__Set exercise__: Starting at the top of the material and ending at the line containing "point(83, 57)", set out each line as a row of a Markdown table with the columns "Number" and "Line", skipping blank lines and omitting the pictures.

(Image object location entries)
******

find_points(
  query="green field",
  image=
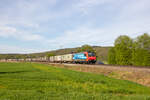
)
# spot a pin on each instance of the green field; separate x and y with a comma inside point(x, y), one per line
point(31, 81)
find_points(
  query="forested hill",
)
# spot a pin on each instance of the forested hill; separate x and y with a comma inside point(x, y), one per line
point(102, 53)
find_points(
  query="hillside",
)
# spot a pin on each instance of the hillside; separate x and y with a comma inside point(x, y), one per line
point(32, 81)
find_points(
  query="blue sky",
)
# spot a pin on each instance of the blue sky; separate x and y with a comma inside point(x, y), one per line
point(28, 26)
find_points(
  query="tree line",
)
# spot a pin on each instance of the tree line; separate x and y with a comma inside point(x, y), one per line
point(128, 51)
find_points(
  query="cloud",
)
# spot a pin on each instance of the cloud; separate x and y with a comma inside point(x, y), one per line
point(7, 32)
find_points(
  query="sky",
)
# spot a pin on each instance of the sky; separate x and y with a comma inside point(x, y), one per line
point(28, 26)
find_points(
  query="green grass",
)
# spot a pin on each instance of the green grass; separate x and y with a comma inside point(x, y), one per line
point(31, 81)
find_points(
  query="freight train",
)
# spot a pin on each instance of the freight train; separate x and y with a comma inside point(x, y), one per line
point(83, 57)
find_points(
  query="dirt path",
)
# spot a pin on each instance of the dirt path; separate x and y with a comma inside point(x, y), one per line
point(139, 75)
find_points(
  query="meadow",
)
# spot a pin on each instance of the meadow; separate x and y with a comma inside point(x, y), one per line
point(33, 81)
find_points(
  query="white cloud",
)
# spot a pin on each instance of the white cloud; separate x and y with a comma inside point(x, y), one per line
point(14, 49)
point(84, 6)
point(7, 32)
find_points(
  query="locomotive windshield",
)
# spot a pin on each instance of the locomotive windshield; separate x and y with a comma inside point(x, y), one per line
point(91, 54)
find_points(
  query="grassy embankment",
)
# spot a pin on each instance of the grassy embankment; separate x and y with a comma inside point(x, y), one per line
point(31, 81)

******

__Expected answer__:
| Number | Line |
|---|---|
| 1 | find_points( |
| 2 |   query="green field", |
| 3 |   image= |
| 4 | ) |
| 5 | # spot a pin on each instance of the green field; separate x and y with a comma inside point(x, y), one per line |
| 6 | point(31, 81) |
| 7 | find_points( |
| 8 |   query="forested hill", |
| 9 | ) |
| 10 | # spot a pin on each instance of the forested hill; separate x and y with a comma inside point(x, y), one per line |
| 11 | point(102, 53) |
| 12 | find_points( |
| 13 |   query="hillside", |
| 14 | ) |
| 15 | # spot a pin on each instance of the hillside; separate x and y with a comma inside point(x, y), one per line |
| 16 | point(32, 81) |
| 17 | find_points( |
| 18 |   query="blue sky", |
| 19 | ) |
| 20 | # spot a pin on each instance of the blue sky; separate x and y with a comma inside point(x, y), one per line |
| 21 | point(28, 26) |
| 22 | find_points( |
| 23 |   query="tree line", |
| 24 | ) |
| 25 | # spot a pin on each instance of the tree line; separate x and y with a comma inside point(x, y), one per line |
| 26 | point(128, 51) |
| 27 | find_points( |
| 28 |   query="cloud", |
| 29 | ) |
| 30 | # spot a pin on each instance of the cloud; separate x and y with a comma inside point(x, y), one per line |
| 31 | point(7, 32) |
| 32 | find_points( |
| 33 |   query="sky", |
| 34 | ) |
| 35 | # spot a pin on each instance of the sky; separate x and y with a comma inside point(x, y), one per line |
| 36 | point(28, 26) |
| 37 | find_points( |
| 38 |   query="green grass", |
| 39 | ) |
| 40 | # spot a pin on each instance of the green grass; separate x and y with a comma inside point(x, y), one per line |
| 41 | point(31, 81) |
| 42 | find_points( |
| 43 |   query="freight train", |
| 44 | ) |
| 45 | # spot a pin on each instance of the freight train; separate x and y with a comma inside point(x, y), one per line |
| 46 | point(83, 57) |